> TEXT PROVIDED
--

Alignment is one of the most powerful forces in any organization when it is done well.
I often use water as the analogy. When water moves in the same unified direction, it can become powerful enough to sweep away buildings. When streamlined and concentrated even further, it can cut through rock.
But when that same resource is diffused, like water coming out of a lawn sprinkler, its power becomes weak enough for children to safely play in it.
The same is true for people inside organizations.
Top performance happens when employees, leaders, systems, and behaviors are all moving in the same direction, guided by the same compass. Yet in many organizations, alignment issues quietly create barriers to performance long before they appear in the metrics.
Misalignment at the leadership level is especially damaging because it cascades across the organization. When leaders operate with different standards, assumptions, and definitions of what “good” looks like, employees experience the organization differently depending on who they report to.
That inconsistency quickly becomes the root cause of disengagement.
Employees begin using words like favoritism, lack of accountability, mixed messages, double standards, and distrust. And when those words become common, performance almost always suffers.
Culture Versus Climate
A company’s culture is often described as one consistent experience. In reality, it can feel more like the weather across a large city.
One person may be standing in the rain while someone across town is enjoying sunshine. Both are telling the truth, but they are experiencing very different climates.
The same thing happens inside companies.
An employee working for a manager who is fully aligned with the culture the company is trying to create may have a completely different experience than an employee working for a manager who interprets that culture differently, or does not reinforce it consistently.
When those employees compare notes, the integrity of the culture comes into question. Employees begin wondering whether leadership truly means what it says.
That is why transformational leadership cannot begin with slogans, posters or values statements. It must begin with alignment.
Small Decisions Can Create Big Misalignment
Misalignment does not always appear in major strategic decisions. Often, it shows up in everyday leadership moments.
I once had a situation where two employees requested the same day off. Because of customer demand, we could only approve one request.
The staffing manager believed the fairest answer was to approve the person who requested it first. When he denied the second request, she escalated it to her department manager.
The department manager disagreed. She believed the request should go to the employee with the most seniority.
Both leaders were trying to be fair. Both approaches were reasonable. But they were not aligned.

--

> INFORMATION SUPPLIED
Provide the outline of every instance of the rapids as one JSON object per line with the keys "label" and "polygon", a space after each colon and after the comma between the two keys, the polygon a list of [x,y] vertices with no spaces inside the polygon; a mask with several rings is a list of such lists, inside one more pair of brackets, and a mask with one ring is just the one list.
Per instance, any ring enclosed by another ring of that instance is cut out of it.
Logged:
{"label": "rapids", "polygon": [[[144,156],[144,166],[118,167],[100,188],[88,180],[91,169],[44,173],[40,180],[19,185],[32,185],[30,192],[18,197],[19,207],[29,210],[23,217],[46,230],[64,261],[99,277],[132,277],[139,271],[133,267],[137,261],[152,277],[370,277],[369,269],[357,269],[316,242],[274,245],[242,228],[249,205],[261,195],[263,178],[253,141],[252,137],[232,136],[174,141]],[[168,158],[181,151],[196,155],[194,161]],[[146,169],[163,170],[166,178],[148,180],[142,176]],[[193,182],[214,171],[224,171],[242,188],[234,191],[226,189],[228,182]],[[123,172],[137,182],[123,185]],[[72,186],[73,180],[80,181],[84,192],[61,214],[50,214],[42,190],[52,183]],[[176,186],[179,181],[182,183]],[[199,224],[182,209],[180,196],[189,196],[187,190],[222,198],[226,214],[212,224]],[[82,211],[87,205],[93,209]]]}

--

> TASK SET
1. In the article on leadership alignment, what did the department manager believe should decide which day-off request was approved?
2. Write the next part of the article on leadership alignment, starting after its last sentence.

> ANSWERS
1. The request should go to the employee with the most seniority.

2.
When the issue eventually reached my VP desk, I asked one simple question: “Why are they requesting the time off?”
One employee needed to take her grandfather to a routine doctor’s appointment. The other needed to be with her husband as the doctor explained his terminal cancer diagnosis and outlined the treatment plan for the year ahead.
I approved the second request.
The first employee was disappointed, but understood once the situation was explained.
What struck me afterward was that nobody had bad intent. The staffing manager was not wrong. The department manager was not wrong. The real issue was that each leader had a different definition of fairness.
That moment became a powerful leadership lesson for me.
This was not simply a policy issue. It was a leadership alignment issue.
I had failed to proactively align my leadership team around one of my foundational beliefs: fairness is a higher standard than consistency.
Consistency matters. But if consistency causes leaders to ignore context, humanity and judgment, it can unintentionally create the opposite of the culture they are trying to build.
Imagine how hollow it would have sounded if we claimed to care deeply about employees, yet denied a woman the opportunity to be with her husband during one of the most difficult moments of their lives.
That is how culture is created or damaged. Not through mission statements alone, but through everyday leadership decisions.
3 Ways to Create Transformational Alignment
- Clarify your leadership compass by defining your foundational beliefs, mission, vision, values and strategic objectives together.
- Create connection, not just awareness, by helping leaders understand the “why” behind the compass.
- Build commitment and accountability so leaders consistently make decisions aligned with that shared compass.
Transformational leadership does not begin with inspiration alone.
It begins when leaders align around what they believe, how they make decisions and the culture they are committed to creating.